#### [GOAL OF THE EXERCISE]
Please select every line in the items below that contains the word "white". Case counts, so a match must have the same capitalization.

[Rows of box annotation data]
○ ○ ○ ○ ○ ○ ○

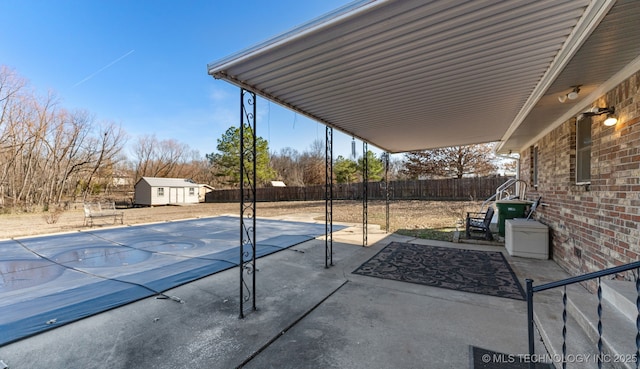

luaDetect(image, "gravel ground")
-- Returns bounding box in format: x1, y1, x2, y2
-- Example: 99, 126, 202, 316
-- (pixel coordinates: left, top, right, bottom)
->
0, 200, 481, 239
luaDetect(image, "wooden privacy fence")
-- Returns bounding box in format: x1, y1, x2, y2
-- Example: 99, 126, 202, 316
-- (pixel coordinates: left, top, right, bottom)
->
206, 177, 509, 202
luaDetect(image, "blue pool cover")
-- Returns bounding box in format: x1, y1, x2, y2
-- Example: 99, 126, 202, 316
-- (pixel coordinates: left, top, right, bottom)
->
0, 216, 344, 346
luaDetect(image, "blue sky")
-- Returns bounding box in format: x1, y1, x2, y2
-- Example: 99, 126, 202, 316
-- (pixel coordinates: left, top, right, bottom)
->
0, 0, 379, 157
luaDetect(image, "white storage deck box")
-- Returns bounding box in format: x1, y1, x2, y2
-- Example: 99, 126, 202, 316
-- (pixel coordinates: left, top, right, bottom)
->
505, 219, 549, 259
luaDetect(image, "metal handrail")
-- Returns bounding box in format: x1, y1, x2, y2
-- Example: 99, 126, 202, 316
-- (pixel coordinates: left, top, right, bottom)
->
479, 178, 527, 213
526, 261, 640, 369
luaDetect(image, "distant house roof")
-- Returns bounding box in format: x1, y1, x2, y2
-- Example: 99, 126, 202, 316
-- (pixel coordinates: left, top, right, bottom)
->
140, 177, 198, 187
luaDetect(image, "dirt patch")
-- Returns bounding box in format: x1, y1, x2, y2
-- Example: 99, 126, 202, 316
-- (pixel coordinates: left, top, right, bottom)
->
0, 201, 480, 239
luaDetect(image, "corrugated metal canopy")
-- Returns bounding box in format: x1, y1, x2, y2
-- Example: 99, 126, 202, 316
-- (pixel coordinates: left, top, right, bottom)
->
208, 0, 640, 152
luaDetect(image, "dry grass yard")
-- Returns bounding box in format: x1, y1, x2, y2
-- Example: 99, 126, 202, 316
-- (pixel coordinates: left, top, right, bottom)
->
0, 200, 481, 239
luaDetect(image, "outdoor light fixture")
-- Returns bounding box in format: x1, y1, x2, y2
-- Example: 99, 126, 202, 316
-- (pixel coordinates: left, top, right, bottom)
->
578, 106, 618, 126
558, 85, 580, 103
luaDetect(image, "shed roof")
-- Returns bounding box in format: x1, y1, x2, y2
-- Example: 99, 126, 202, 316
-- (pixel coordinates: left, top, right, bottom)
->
208, 0, 640, 152
140, 177, 198, 187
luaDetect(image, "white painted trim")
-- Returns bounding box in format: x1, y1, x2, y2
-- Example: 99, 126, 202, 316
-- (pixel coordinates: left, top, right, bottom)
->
495, 0, 616, 152
518, 56, 640, 152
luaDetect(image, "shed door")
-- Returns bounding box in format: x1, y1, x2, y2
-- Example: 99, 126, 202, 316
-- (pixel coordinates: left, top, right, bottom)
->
169, 187, 184, 204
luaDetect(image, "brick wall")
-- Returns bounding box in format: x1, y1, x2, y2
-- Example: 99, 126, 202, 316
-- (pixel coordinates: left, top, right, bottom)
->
520, 72, 640, 274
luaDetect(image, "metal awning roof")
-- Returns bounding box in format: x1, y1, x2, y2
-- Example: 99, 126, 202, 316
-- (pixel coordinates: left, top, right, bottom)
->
208, 0, 640, 153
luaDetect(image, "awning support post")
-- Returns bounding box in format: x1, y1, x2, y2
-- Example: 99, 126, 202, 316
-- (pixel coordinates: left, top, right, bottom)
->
362, 142, 369, 247
239, 89, 257, 319
324, 126, 333, 268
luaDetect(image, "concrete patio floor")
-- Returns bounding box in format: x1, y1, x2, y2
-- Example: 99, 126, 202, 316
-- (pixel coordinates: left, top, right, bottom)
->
0, 219, 566, 369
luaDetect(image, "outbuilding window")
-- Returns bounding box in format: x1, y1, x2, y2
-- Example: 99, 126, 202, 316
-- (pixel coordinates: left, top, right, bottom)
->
576, 117, 591, 184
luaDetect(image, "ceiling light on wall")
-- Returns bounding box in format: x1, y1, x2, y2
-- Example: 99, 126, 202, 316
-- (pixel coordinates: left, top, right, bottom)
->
558, 85, 580, 103
604, 112, 618, 127
579, 106, 618, 126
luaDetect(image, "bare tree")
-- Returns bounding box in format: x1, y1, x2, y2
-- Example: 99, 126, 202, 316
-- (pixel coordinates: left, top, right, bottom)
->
0, 67, 125, 209
133, 136, 202, 181
403, 144, 497, 178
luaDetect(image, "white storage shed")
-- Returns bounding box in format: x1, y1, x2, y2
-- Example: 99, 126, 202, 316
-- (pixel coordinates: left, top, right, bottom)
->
134, 177, 200, 206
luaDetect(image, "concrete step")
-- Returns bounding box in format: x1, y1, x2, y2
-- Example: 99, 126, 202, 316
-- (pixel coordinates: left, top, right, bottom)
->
567, 285, 637, 369
533, 289, 598, 369
602, 280, 638, 324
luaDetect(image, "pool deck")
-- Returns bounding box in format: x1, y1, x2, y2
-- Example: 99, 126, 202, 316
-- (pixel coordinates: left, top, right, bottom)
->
0, 219, 566, 369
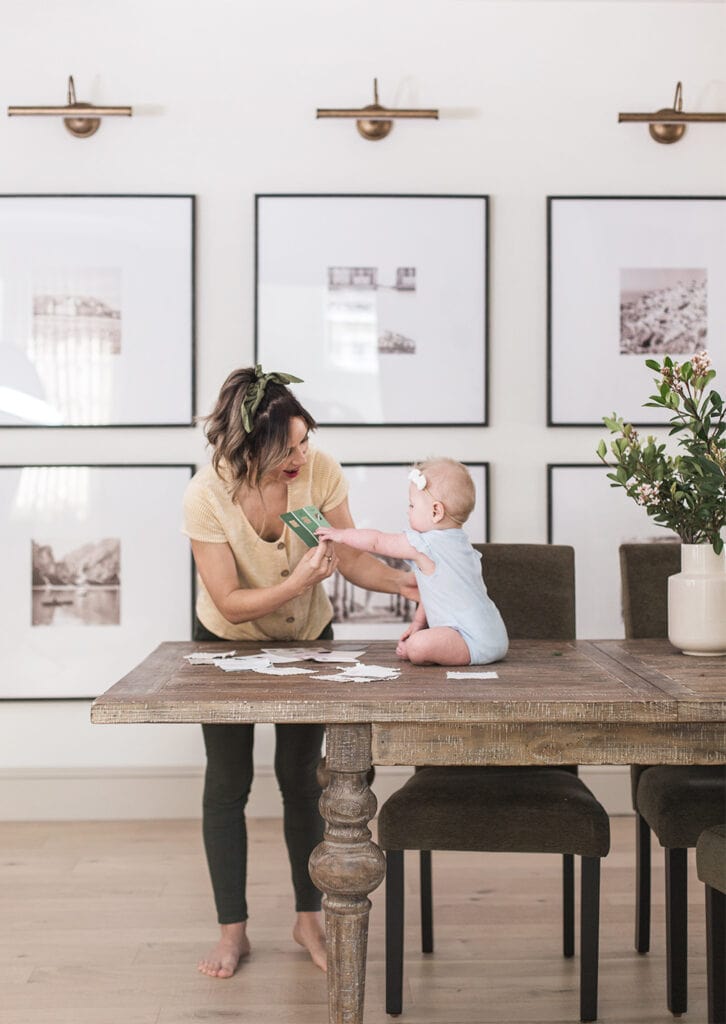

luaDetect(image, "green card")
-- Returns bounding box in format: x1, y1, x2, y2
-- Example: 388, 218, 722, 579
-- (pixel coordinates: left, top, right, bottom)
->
280, 505, 330, 548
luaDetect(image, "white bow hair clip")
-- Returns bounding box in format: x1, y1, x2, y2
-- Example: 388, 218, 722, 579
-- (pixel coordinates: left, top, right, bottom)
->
409, 466, 428, 490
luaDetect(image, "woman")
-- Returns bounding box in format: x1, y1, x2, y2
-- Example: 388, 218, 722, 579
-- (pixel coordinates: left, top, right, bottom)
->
183, 366, 418, 978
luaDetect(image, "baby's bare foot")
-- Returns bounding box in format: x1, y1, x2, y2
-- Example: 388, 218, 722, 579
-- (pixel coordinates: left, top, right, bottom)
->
197, 922, 251, 978
293, 911, 328, 971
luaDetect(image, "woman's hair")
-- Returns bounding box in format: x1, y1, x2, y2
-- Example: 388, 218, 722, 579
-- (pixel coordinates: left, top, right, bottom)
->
417, 459, 476, 523
205, 367, 317, 495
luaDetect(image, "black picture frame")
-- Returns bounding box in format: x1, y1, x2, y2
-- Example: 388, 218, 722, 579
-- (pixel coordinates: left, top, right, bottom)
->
547, 196, 726, 427
0, 463, 196, 700
0, 193, 196, 429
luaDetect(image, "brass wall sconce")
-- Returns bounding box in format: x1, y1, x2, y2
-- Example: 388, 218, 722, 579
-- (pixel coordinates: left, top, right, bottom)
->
617, 82, 726, 145
7, 75, 131, 138
315, 78, 438, 142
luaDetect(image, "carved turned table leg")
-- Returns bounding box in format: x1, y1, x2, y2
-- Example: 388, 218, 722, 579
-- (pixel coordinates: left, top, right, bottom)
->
310, 725, 385, 1024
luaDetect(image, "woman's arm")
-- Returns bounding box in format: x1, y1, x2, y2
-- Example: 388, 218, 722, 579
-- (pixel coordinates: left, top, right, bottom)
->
191, 541, 338, 625
325, 498, 421, 601
315, 526, 421, 561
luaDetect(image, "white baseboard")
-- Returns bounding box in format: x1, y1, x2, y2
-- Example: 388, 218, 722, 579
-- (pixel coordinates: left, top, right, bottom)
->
0, 765, 632, 821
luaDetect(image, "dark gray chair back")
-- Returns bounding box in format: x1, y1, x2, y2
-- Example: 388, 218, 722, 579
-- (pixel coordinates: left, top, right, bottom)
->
621, 541, 681, 640
474, 544, 575, 640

○ ○ ○ ○ ○ ○ ○

#### [COMPLETED EXERCISE]
luaDetect(image, "white storage deck box")
luaDetect(image, "white painted trim")
luaDetect(image, "white storage shed")
luaDetect(image, "white bow hair clip")
luaDetect(image, "white baseboard")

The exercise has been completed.